Report each line of the entries below that contains the string "grass".

Stored dataset items:
::::

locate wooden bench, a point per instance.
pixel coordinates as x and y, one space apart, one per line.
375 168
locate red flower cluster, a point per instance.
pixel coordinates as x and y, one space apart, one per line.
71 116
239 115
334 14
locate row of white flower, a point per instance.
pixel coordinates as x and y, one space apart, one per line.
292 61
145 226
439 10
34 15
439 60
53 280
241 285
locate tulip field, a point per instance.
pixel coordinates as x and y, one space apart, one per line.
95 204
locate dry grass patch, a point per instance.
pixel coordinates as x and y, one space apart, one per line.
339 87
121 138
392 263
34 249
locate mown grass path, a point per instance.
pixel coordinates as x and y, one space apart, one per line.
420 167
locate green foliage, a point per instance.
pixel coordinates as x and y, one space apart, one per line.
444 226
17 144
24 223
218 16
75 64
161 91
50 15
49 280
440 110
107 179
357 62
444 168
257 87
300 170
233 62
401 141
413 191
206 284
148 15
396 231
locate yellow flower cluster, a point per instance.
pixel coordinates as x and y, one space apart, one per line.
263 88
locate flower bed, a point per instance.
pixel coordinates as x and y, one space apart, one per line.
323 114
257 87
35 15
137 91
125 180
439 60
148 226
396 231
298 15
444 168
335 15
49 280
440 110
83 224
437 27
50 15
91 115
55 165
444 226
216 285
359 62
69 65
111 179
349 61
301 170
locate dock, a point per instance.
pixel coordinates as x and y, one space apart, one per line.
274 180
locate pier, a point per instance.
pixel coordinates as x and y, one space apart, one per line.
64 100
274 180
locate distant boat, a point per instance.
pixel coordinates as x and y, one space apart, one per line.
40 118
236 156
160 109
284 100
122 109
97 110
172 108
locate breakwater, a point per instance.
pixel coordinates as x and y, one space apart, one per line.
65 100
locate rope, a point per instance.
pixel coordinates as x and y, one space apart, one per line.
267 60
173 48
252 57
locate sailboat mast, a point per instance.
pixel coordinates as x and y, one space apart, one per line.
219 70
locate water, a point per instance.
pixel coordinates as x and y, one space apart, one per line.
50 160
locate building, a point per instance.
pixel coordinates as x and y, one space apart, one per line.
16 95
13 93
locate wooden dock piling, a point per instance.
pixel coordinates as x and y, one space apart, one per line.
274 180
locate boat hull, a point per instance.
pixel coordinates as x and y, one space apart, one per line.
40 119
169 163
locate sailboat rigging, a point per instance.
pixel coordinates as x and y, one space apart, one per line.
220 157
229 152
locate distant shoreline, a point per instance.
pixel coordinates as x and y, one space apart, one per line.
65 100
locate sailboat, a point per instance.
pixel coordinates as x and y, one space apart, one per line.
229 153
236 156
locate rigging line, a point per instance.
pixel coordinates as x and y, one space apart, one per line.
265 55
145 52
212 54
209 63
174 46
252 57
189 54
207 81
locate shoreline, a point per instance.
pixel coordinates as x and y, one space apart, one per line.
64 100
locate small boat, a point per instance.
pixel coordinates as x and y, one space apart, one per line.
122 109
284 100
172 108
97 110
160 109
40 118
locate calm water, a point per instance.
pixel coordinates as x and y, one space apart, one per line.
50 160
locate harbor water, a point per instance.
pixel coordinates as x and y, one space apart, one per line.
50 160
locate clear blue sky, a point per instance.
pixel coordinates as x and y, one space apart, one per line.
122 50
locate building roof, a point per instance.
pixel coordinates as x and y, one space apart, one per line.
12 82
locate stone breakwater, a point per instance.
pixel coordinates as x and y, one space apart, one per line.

::::

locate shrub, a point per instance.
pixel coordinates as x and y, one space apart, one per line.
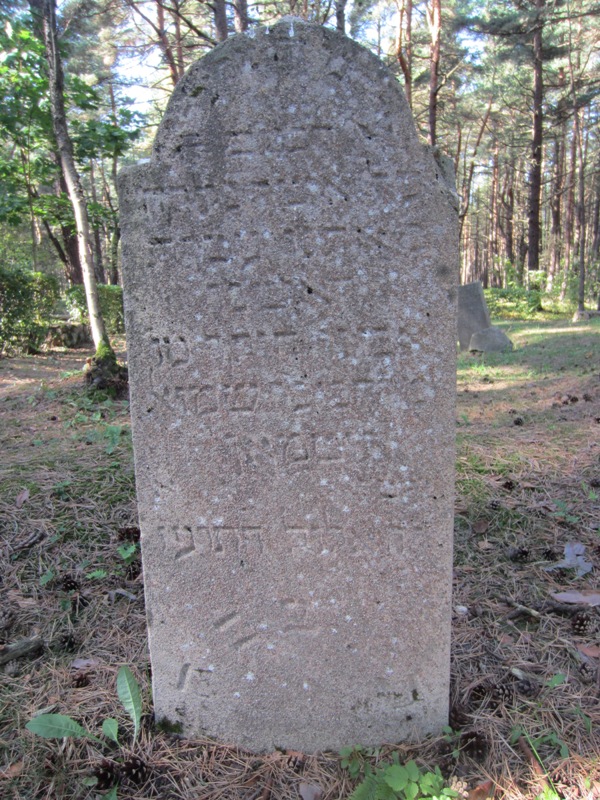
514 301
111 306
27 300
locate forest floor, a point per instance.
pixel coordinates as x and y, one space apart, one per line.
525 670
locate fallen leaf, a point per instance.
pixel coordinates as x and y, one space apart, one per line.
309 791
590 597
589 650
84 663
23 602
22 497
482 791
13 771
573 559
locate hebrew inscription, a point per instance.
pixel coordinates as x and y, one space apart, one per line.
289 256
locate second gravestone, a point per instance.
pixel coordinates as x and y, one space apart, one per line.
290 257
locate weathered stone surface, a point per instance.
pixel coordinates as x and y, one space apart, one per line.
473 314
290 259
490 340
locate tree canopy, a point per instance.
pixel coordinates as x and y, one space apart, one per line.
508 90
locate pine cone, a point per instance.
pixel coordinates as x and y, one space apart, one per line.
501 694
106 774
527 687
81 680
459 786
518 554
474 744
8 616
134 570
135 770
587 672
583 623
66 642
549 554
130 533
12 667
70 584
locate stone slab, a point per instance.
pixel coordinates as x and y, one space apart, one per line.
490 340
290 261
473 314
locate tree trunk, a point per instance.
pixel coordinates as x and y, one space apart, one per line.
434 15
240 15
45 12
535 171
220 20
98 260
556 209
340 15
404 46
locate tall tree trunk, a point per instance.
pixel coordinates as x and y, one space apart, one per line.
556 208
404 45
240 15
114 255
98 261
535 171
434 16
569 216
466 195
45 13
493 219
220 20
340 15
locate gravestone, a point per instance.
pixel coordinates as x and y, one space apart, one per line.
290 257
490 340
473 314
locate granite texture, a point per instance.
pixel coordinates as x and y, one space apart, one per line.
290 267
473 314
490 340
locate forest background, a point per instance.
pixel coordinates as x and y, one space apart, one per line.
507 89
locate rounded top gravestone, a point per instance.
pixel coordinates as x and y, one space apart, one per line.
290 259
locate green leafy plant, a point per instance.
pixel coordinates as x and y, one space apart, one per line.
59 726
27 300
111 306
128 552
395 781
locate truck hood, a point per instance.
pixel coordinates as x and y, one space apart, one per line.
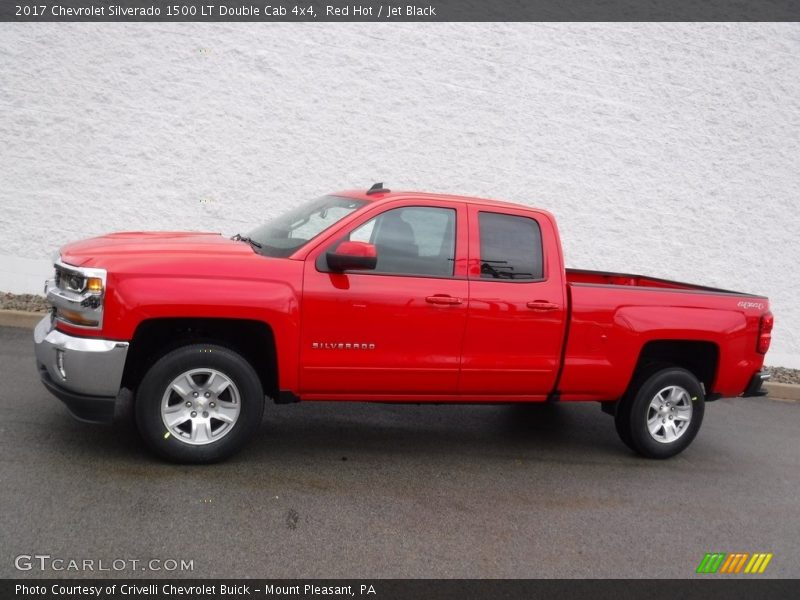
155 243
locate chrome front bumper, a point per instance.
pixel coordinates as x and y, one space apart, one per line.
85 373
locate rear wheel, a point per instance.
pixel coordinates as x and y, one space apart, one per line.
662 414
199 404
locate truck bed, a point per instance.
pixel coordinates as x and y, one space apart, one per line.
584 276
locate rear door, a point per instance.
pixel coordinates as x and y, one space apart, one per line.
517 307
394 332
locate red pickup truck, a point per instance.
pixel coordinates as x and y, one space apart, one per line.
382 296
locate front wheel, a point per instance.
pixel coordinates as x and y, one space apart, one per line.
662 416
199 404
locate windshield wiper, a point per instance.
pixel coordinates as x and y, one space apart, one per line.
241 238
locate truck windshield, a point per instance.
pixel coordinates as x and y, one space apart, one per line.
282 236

::::

Task answer
locate dry grass patch, a point per instance.
locate mown grass path, a point per instance.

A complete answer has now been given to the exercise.